Text to read:
To unsubscribe: unsubscribe-corporatereform@lists.citizenworks.org

To subscribe: subscribe-corporatereform@lists.citizenworks.org

Questions, comments? ldrutman@citizenworks.org

 

 

 The Corporate Reform Weekly

Vol V #23,  June 5, 2006

 

In This Issue…

Lobbying and ethics reform

1. Safavian trial continues

2. Will lobbying reform die in committee?

Scandal

3. Jury convicts one Enron Broadband executive, acquits another

4. Enron’s law firm may finally get its comeuppance

Corporate Social Responsibility

5. Consumers want companies to treat workers better

Executive Pay

6. More evidence of executive pay not linked to performance

This Week’s Action Item:

Keep Pushing for Clean Elections

 

 

Lobbying and ethics reform

 

1. Safavian trial continues

 

The trial of David Safavian, the former General Services Administration chief of staff charged with repeatedly lying to investigators looking into the doings of his friend Jack Abramoff, continued last week. Safavian, who went to Scotland on a 2002 golf trip sponsored by Abramoff, initially told investigators that Abramoff had no business before the GSA.

 

As the White House’s chief procurement officer, Safavian was in charge of the purchasing and leasing of government property, and Abramoff was allegedly looking to buy some government properties, one of which he wanted to use for a luxury hotel, working with his tribal clients on the deal.

Exercises:
**a.** Output the passage of the Corporate Reform Weekly newsletter from "As the White" up to and including "on the deal.", copying it word for word.
**b.** Finish out the next part of the Corporate Reform Weekly newsletter, picking up after its final sentence.
The listing that comes next is separate material and is not part of the newsletter.

Extracted records:
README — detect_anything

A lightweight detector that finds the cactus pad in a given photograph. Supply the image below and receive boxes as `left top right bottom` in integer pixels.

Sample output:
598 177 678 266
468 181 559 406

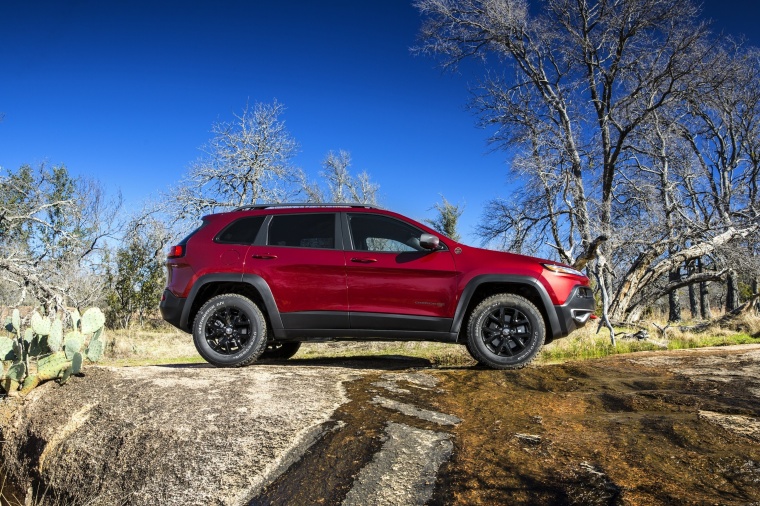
6 362 26 383
82 307 106 334
48 318 63 353
70 309 82 330
71 353 84 374
60 366 73 385
0 336 16 360
11 309 21 332
0 376 19 395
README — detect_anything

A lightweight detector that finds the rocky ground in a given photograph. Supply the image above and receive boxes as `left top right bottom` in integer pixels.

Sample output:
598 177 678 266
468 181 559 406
0 346 760 505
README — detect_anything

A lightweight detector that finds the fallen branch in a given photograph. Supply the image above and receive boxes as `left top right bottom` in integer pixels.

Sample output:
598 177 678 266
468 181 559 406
678 293 760 333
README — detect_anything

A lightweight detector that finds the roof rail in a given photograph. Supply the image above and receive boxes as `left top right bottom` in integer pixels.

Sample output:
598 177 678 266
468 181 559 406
233 202 382 211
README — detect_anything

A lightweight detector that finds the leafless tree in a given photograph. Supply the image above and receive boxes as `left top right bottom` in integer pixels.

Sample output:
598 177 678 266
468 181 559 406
425 195 464 241
0 165 120 311
168 101 299 220
416 0 758 323
300 150 380 204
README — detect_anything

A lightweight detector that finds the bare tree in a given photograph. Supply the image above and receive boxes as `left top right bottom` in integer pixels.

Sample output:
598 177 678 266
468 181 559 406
105 216 172 328
0 165 120 311
300 150 380 204
425 195 464 241
169 101 298 220
416 0 758 323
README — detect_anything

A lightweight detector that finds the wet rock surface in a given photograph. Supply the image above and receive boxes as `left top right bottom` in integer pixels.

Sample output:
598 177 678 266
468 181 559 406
0 346 760 505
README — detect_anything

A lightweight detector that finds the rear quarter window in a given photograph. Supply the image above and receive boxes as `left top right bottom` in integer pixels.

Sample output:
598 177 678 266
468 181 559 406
267 214 335 249
214 216 265 244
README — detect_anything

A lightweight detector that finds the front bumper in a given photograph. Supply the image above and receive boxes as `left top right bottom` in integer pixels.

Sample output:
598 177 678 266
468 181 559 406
554 286 596 337
159 290 187 330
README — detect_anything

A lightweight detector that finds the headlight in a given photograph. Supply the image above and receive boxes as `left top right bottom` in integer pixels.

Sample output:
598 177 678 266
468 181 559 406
542 264 586 278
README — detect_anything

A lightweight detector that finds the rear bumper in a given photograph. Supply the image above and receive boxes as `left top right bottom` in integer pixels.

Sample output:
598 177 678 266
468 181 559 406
159 290 187 331
554 286 596 337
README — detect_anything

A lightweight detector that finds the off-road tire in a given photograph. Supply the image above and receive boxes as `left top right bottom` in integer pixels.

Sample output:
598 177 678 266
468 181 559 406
193 293 267 367
467 293 546 369
259 341 301 360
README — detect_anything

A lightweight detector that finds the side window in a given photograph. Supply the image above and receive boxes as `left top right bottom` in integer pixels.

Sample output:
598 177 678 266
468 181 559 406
267 214 335 249
348 214 426 253
214 216 265 244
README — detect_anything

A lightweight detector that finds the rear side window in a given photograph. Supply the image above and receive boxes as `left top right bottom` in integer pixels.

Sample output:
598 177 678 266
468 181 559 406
267 213 335 249
348 214 426 253
214 216 266 244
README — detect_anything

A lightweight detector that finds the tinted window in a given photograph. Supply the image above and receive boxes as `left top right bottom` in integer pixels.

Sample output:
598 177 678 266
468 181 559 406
177 220 206 246
214 216 265 244
348 214 426 252
267 214 335 249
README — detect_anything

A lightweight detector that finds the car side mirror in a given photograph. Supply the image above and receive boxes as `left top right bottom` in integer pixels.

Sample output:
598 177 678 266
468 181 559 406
420 234 441 251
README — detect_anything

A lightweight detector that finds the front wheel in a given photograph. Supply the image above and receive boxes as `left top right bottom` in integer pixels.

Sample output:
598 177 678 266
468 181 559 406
193 294 267 367
467 293 546 369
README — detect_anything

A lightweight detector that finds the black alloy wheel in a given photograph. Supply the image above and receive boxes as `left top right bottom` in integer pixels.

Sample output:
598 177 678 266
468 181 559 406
193 294 267 367
480 306 533 357
204 307 253 355
467 293 546 369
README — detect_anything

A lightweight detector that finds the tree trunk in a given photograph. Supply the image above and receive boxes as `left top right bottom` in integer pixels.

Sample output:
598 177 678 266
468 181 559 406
726 269 740 312
668 269 681 322
697 258 712 320
686 260 699 319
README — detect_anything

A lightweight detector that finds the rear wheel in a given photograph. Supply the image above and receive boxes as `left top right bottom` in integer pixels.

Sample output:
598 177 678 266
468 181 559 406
259 341 301 360
467 293 546 369
193 294 267 367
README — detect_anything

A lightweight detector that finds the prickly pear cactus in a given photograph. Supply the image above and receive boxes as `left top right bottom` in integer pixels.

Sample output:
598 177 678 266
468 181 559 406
0 308 105 395
71 309 82 330
0 336 16 360
48 318 63 353
11 309 21 334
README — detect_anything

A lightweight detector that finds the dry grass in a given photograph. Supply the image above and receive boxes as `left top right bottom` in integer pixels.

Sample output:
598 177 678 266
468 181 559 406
101 328 203 366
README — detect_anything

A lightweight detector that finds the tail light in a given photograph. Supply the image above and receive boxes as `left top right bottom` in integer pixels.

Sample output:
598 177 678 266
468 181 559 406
166 244 185 258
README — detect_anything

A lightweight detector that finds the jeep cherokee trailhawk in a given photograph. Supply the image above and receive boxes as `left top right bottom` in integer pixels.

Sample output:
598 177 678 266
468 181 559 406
161 204 595 369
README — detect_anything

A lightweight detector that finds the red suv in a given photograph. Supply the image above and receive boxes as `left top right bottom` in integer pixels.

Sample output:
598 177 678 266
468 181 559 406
161 204 595 369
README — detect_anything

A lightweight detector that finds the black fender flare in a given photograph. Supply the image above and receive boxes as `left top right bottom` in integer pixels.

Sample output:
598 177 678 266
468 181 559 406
451 274 562 338
180 273 283 333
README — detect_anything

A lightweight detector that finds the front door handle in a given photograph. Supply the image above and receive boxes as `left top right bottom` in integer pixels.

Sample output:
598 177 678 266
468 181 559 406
351 258 377 264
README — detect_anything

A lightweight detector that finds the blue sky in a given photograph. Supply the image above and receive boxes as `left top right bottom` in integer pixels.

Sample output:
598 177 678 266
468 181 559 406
0 0 760 243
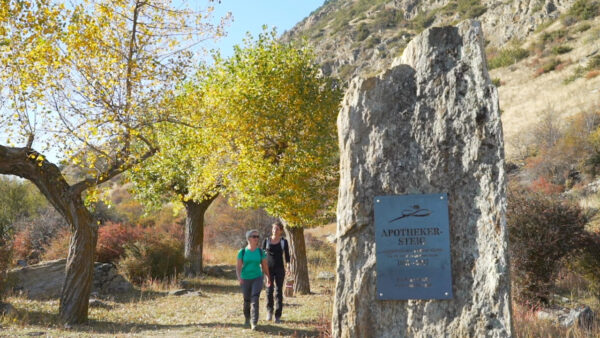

Expected answers:
**a.**
As the White House’s chief procurement officer, Safavian was in charge of the purchasing and leasing of government property, and Abramoff was allegedly looking to buy some government properties, one of which he wanted to use for a luxury hotel, working with his tribal clients on the deal.

**b.**
Last week, prosecutors confronted Safavian about the now-famous Scotland golf trip that Abramoff organized and which Safavian attended. Under questioning, Safavian said “it never occurred to me” that the $3,100 he paid Abramoff only covered about a fifth of the trip’s cost, even though everything was top of the line, including private jet service. Safavian told jurors that he thought a round of golf at St. Andres (the birthplace of golf) was “comparable” to the $135 a round he paid in Maryland. When the prosecutor Peter Zeidenberg pointed out that a typical caddie tip at St. Andrews was $100, Safavian said that Zeidenberg made a “valid point.”

 

Safavian insisted that he provided advice to Abramoff only out of friendship, but that he never abused his powers as chief procurement officer because sales of government properties were not under his bailiwick --"There was no action I could have taken to help Mr. Abramoff," Safavian said. Safavian also called Abramoff a "friend and, dare I say, mentor."

 

But prosecutors noted that Safavian did arrange key meetings for Abramoff and GSA officials right before the Scotland trip, and showed jurors e-mails documenting Safavian helping Abramoff gather information about the properties in question.

 

Also last week in court, GSA lawyer Eugenia Ellison testified that had she known Safavian was advising Abramoff, she probably wouldn’t have okayed his golf vacation. In general, individuals with business before administrative agencies are not allowed to give gifts to agency officials.

 

For more, see: “Safavian Defends Abramoff Dealings,”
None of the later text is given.